(TEXTO FORNECIDO)
Esse primeiro agradecimento
gerou um comentário aqui, outro ali e algumas pessoas curtindo. Cada vez
mais à vontade, segui agradecendo, sempre de noite, atenta ao que havia
acontecido no meu dia, iluminando os momentos, amplificando a presença,
colecionando emoções em forma de estrelas. E assim, aos poucos, essa
prática se tornou um ritual, uma espécie de pausa para registrar a quem
quer que fosse o que teve significado no meu dia. O curioso é que não
precisava acontecer algo muito especial. Podia ser a visão de uma flor
no caminho, o abraço de um dos meus filhos, o sorriso de um desconhecido
no supermercado, o amor incondicional e as brincadeiras dos meus
cachorros, um telefonema de um amigo ou mesmo a ajuda diária das pessoas
que nos rodeiam e que tantas vezes ignoramos. Percebi que quanto mais
agradecia, mais tinha a agradecer. Com o tempo, mais pessoas curtiam e
acompanhavam. Três amigas próximas entraram na corrente também,
inspiradas pelo meu exemplo. E mais gente foi chegando de maneira
bastante espontânea, ampliando a pequena comunidade de “agradecedores”.

(LINHAS LISTADAS)
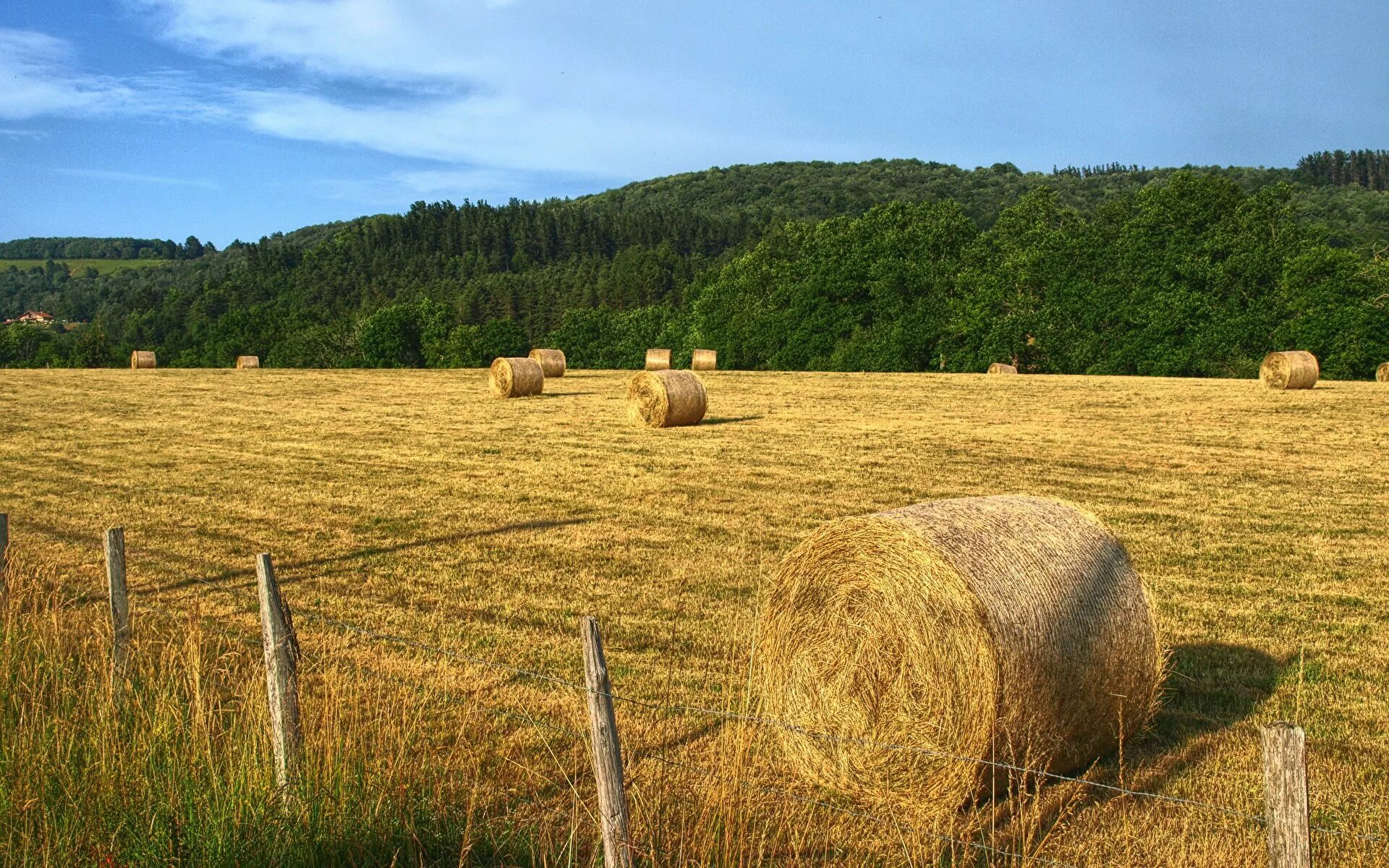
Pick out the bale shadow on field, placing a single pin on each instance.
(1209, 688)
(285, 570)
(731, 420)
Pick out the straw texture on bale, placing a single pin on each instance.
(516, 378)
(1008, 629)
(1292, 370)
(552, 362)
(666, 399)
(658, 360)
(703, 360)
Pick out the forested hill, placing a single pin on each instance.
(872, 265)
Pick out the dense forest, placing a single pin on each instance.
(1369, 170)
(888, 265)
(102, 249)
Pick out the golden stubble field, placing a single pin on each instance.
(413, 503)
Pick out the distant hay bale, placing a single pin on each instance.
(658, 360)
(1292, 370)
(516, 378)
(1007, 628)
(552, 362)
(666, 399)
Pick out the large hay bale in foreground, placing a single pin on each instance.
(1008, 628)
(1292, 370)
(666, 399)
(516, 378)
(552, 362)
(703, 360)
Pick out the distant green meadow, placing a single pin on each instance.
(77, 267)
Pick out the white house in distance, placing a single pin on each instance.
(33, 317)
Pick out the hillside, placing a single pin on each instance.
(1192, 271)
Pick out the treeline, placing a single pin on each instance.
(1184, 273)
(1366, 169)
(103, 249)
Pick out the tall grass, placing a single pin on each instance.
(171, 765)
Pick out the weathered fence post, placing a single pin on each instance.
(120, 605)
(608, 752)
(4, 552)
(1285, 793)
(281, 678)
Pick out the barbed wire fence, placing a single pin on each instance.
(1286, 817)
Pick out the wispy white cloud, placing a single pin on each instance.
(137, 178)
(38, 80)
(42, 77)
(477, 82)
(470, 84)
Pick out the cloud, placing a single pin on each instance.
(427, 39)
(501, 85)
(490, 131)
(477, 85)
(42, 78)
(38, 81)
(138, 178)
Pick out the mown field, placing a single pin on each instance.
(78, 265)
(412, 503)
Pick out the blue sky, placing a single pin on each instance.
(235, 119)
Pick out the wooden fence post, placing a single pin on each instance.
(4, 552)
(608, 752)
(120, 606)
(281, 678)
(1285, 793)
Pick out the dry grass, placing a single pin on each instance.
(998, 628)
(1254, 517)
(666, 399)
(516, 378)
(552, 362)
(1291, 370)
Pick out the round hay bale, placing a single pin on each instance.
(1292, 370)
(1008, 629)
(666, 399)
(552, 362)
(516, 378)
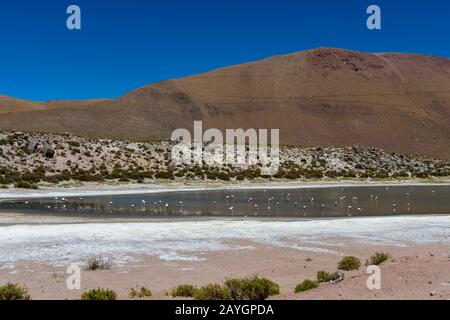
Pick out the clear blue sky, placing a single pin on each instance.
(125, 44)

(COMPLETE O SEGUINTE)
[a] Liste os exemplos de coisas simples que, segundo o texto sobre gratidão, podiam ter significado no dia.
[b] No texto sobre gratidão, quantas amigas próximas entraram na corrente?
[c] Prolongue o texto sobre gratidão a partir do ponto em que ele termina.
As linhas não têm relação alguma com o texto sobre gratidão.

(RESPOSTAS ÀS QUESTÕES)
[a]
- A visão de uma flor no caminho
- O abraço de um dos filhos
- O sorriso de um desconhecido no supermercado
- O amor incondicional e as brincadeiras dos cachorros
- Um telefonema de um amigo
- A ajuda diária das pessoas que nos rodeiam

[b] Três.

[c]
Como eu já tinha um número razoável de seguidores, resolvi criar um
blog, no qual compartilho os agradecimentos postados por conhecidos e
desconhecidos, textos e frases que falam sobre a importância de praticar
a gratidão. Lembro até hoje quando recebi a seguinte mensagem: “não
durmo sem ler o seu agradecimento do dia”. Fiquei surpresa! Que fenômeno
era esse que tocava tantas pessoas? Por que um simples gesto de
gratidão inspirava tanto? Fui percebendo que esse ato, inicialmente
solitário, protagonizava uma voz coletiva de humanidade. O simples,
afinal, poderia ser profundo.
Com o passar do tempo, esse
gesto se tornou totalmente incorporado na minha rotina e na de dezenas
de novos adeptos, entre amigos e conhecidos. Percebi que cada pessoa que
iniciava o agradecimento passava por um processo parecido: começava
meio sem jeito e envergonhada e, em pouco tempo, já estava à vontade e
influenciando novos seguidores. Amigos de amigos começaram a fazer. E,
dessa forma, cada um se tornava um agente transformador, espalhando
sementes preciosas de gratidão por aí. Era curioso ver os estilos.
Alguns colocavam foto, outros começavam sempre agradecendo a Deus. Tinha
gente que escrevia parágrafos inteiros. E aqueles que ficavam
satisfeitos com frases curtas. Alguns gostavam de expor seus sentimentos
marcando pessoas e personalizando ao máximo seus posts.
Outros
compartilhavam links com mensagens e Complementavam com um toque
pessoal. Lembro de um agradecimento que achei muito divertido: eram dias
de verão escaldante e a pessoa agradecia por ter ar condicionado.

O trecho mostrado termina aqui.